**Raw records:**
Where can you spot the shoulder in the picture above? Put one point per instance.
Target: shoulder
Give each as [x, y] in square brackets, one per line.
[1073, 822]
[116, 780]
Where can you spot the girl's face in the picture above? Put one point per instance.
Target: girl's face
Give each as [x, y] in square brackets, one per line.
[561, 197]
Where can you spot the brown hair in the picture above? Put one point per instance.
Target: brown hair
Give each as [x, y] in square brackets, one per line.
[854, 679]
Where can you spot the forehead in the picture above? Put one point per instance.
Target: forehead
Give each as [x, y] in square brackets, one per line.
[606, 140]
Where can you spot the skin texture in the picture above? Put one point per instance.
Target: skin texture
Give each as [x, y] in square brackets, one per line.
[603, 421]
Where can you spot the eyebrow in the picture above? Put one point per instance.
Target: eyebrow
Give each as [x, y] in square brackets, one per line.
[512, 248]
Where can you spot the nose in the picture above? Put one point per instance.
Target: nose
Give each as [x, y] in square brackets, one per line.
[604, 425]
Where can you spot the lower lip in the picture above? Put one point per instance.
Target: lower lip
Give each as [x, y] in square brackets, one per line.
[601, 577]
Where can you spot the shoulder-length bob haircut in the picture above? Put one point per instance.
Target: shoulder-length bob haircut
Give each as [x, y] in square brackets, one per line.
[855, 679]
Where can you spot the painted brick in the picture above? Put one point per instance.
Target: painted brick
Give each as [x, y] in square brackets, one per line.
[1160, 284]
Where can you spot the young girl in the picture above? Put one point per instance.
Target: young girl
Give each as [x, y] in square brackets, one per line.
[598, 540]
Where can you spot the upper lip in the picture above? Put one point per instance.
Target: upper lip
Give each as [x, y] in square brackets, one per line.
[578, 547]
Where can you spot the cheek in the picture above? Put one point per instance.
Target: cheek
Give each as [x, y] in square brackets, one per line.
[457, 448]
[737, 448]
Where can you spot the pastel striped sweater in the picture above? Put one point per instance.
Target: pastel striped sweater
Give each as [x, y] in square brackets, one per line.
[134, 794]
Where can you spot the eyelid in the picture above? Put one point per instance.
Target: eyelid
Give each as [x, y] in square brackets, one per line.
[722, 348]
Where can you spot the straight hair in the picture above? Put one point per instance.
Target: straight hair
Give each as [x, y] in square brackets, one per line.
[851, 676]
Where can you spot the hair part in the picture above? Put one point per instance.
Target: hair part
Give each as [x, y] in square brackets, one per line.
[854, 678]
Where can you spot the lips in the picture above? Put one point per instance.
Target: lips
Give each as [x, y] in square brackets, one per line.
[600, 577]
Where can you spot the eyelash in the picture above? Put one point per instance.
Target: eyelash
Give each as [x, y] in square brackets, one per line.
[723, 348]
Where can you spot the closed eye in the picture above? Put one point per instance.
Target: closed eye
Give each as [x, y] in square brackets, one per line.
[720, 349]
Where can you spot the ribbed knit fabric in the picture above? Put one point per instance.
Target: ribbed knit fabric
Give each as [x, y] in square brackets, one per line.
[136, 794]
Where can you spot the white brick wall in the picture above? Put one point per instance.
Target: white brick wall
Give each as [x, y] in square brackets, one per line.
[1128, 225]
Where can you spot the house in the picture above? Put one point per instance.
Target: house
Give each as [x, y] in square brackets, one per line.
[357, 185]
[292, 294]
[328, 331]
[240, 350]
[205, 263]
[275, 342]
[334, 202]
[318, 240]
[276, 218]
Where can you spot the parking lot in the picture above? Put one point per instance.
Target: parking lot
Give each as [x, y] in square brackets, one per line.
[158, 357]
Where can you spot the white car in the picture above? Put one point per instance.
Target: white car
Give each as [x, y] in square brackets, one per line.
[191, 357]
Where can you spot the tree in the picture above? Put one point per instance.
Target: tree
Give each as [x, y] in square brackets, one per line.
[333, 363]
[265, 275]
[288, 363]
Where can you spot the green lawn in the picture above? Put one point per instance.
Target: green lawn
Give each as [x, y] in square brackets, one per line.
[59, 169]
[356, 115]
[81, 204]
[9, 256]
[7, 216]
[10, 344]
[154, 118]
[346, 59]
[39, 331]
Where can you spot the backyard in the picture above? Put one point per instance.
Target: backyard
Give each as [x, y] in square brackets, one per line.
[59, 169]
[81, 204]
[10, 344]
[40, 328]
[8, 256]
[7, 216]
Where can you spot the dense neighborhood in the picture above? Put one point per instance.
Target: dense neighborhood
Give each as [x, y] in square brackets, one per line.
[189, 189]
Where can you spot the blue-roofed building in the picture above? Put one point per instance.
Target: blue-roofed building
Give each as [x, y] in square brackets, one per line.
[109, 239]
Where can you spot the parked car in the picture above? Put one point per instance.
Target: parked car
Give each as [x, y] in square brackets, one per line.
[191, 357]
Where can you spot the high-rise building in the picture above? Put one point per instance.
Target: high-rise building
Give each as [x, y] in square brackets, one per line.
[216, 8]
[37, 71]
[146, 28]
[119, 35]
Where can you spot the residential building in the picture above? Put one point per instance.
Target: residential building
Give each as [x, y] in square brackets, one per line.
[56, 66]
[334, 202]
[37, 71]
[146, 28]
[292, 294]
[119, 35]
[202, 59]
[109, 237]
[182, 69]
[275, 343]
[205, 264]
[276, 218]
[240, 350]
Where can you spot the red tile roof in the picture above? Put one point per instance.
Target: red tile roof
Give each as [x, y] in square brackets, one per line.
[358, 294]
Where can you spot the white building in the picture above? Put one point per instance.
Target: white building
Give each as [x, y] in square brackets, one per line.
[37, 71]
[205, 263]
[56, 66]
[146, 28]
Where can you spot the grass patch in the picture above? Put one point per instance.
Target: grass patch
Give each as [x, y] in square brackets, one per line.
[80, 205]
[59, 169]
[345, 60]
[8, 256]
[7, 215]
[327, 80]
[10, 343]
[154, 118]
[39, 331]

**Challenge:**
Give back the whole listing exactly as it reads.

**Complete output:**
Where can you spot the shoulder in the picture above? Put one point per instance.
Target: shoulder
Give each as [x, y] in square brackets, one per line.
[1073, 822]
[116, 780]
Where can you spot the girl's face in the picture above? Put one point per instance.
Target: girl's face
Give each as [x, y] in square brackets, one per line.
[561, 197]
Where can you spot the brown hair in the picture above? Put one point per instance.
Target: brown hair
Give each as [x, y] in square brackets, one per line.
[854, 679]
Where can you spot the forehead in the picture above? Put one point per instance.
Target: forehead
Give each as [x, y] in square brackets, one per line.
[606, 140]
Where can you spot the skin texture in the picture above? Put one point per instance.
Target: skin texture
Give each as [x, y] in square brackets, one per line.
[603, 421]
Where can you spot the eyebrow in the picture above? Put one point per instance.
Target: eyebrow
Give each as [x, y] in square brackets, one per line.
[512, 248]
Where can you spot the nose in the picture above? Put one point per instance.
Target: nose
Give each as [x, y] in square brackets, one per line.
[604, 425]
Where can you spot the lower lip in the picture above? Put one point per instance.
Target: lower lip
Give each as [x, y] in square brackets, one per line.
[601, 577]
Where can you spot the shoulder-length bob haircut in the picture above? Put one point per instance.
Target: shoulder-length bob haircut
Give each as [x, y] in square brackets, one per line.
[855, 679]
Where can you spot the painted brick in the picture above? Put one point per instance.
Target: painted brick
Give each as [x, y] in square brackets, one per line.
[1160, 284]
Where can you spot the young girl in the picture above? Put one point per instance.
Target: young girl
Give each as [x, y] in square brackets, one per line.
[598, 540]
Where can you spot the upper lip in the picture above? Put one point per instance.
Target: upper lip
Give each as [x, y] in square brackets, one per line.
[578, 547]
Where can you spot the cheek in the picture above? Put one point per instance.
Target: cheek
Give each as [x, y] in square brackets, one per line.
[457, 448]
[737, 448]
Where can you spot the pastel striped sweater in the picture above? Put one point per instance.
Target: pastel striped sweater
Give each as [x, y] in square brackets, one per line.
[134, 794]
Where can you spot the eyelid in the picture above? Put one point per instance.
Target: eyelid
Give each as [x, y] in square brackets, one per line.
[722, 348]
Where can you spot the straight hair in the picture above? Put one point per instance.
Target: straight hair
Give each as [x, y] in square brackets, one per line.
[851, 676]
Where can you spot the hair part in the picture above? Put one point per instance.
Target: hair part
Give each as [x, y] in square brackets, one per line.
[854, 678]
Where can you spot the lips in the picture above? Put one point per instance.
Target: lips
Give each as [x, y] in square brackets, one per line.
[600, 577]
Where can you spot the eyelash in the picture above? Put one point per instance.
Target: eyelash
Give each as [x, y] in square brackets, one per line.
[723, 348]
Where can you spot the closed eye in the picture above? Put one point per instance.
Target: closed eye
Give each as [x, y] in square brackets, one per line.
[720, 349]
Where can you spot the ribbed knit fabric in the picture above? Put one point per instance.
Target: ribbed knit fabric
Give each as [x, y] in square brackets, one per line.
[136, 794]
Where can you spot the white brick wall in the picture above? Put one point per instance.
Target: white brick wall
Give each as [x, y] in square brackets, one per line.
[1128, 225]
Where can you spot the house in the picture above? Put one point per instance.
Target: house
Give each as [x, y] in square brackets, one per line.
[357, 185]
[292, 294]
[328, 331]
[240, 350]
[205, 263]
[275, 342]
[334, 202]
[318, 240]
[276, 218]
Where can you spot the parking lot in the picture above? Put one point per instance.
Target: parking lot
Give each as [x, y] in square brackets, one per line.
[158, 357]
Where can you spot the white car in the picture above? Put one point per instance.
Target: white car
Give each as [x, y] in square brackets, one per line.
[191, 357]
Where can you spot the tree in the picture above? Put one point per instance.
Target: tree
Give each as [x, y] in square brackets, one per line.
[333, 363]
[265, 275]
[288, 363]
Where can you spot the green lawn in the picture above? Put one point per instance.
Target: green lawn
Give each as [x, y] in square brackets, one per line.
[59, 169]
[356, 115]
[81, 204]
[9, 256]
[7, 216]
[10, 344]
[154, 118]
[346, 59]
[39, 331]
Where can you spot the backyard in the picture above? Put one point per instance.
Target: backyard
Give each as [x, y] in square brackets, one per line.
[59, 169]
[81, 204]
[10, 344]
[40, 328]
[8, 256]
[7, 216]
Where can you spot the dense neighborhood in the picture above? Put one point per instance.
Target: dense neighborhood
Give each as [x, y] in square brackets, one per line.
[189, 189]
Where can you spot the blue-roofed building in the picture above? Put one point per instance.
Target: blue-roofed building
Give each as [x, y] in square brackets, one per line.
[109, 239]
Where can you spot the parked car in the picture above? Put one point per instance.
Target: parked car
Give each as [x, y] in square brackets, one per line.
[191, 357]
Where can you spot the high-rise building in the picture above? Put one point per instance.
Target: high-rise building
Give each as [x, y] in square brackets, one per line.
[216, 8]
[37, 71]
[146, 28]
[119, 35]
Where can you spot the residential building in the picture above? Put one point per instance.
Target: residential building
Give each as [x, y] in square brackets, one per line.
[56, 66]
[334, 202]
[37, 71]
[146, 28]
[292, 294]
[119, 35]
[202, 59]
[109, 237]
[182, 69]
[275, 343]
[205, 264]
[276, 218]
[240, 350]
Where can you spot the red tile roof in the picture above? Put one point per instance.
Target: red tile roof
Give each as [x, y] in square brackets, one per line.
[358, 294]
Where can you spot the white building in the picture above? Put one point per instance.
Target: white building
Give each as [x, y] in square brackets, one per line.
[37, 71]
[205, 263]
[56, 66]
[146, 28]
Where can you spot the grass patch in the picture above? Put one point per instance.
Target: grass patch
Give each as [x, y] in square brackets, one per line.
[80, 205]
[59, 169]
[345, 60]
[8, 256]
[7, 215]
[327, 80]
[10, 343]
[154, 118]
[39, 331]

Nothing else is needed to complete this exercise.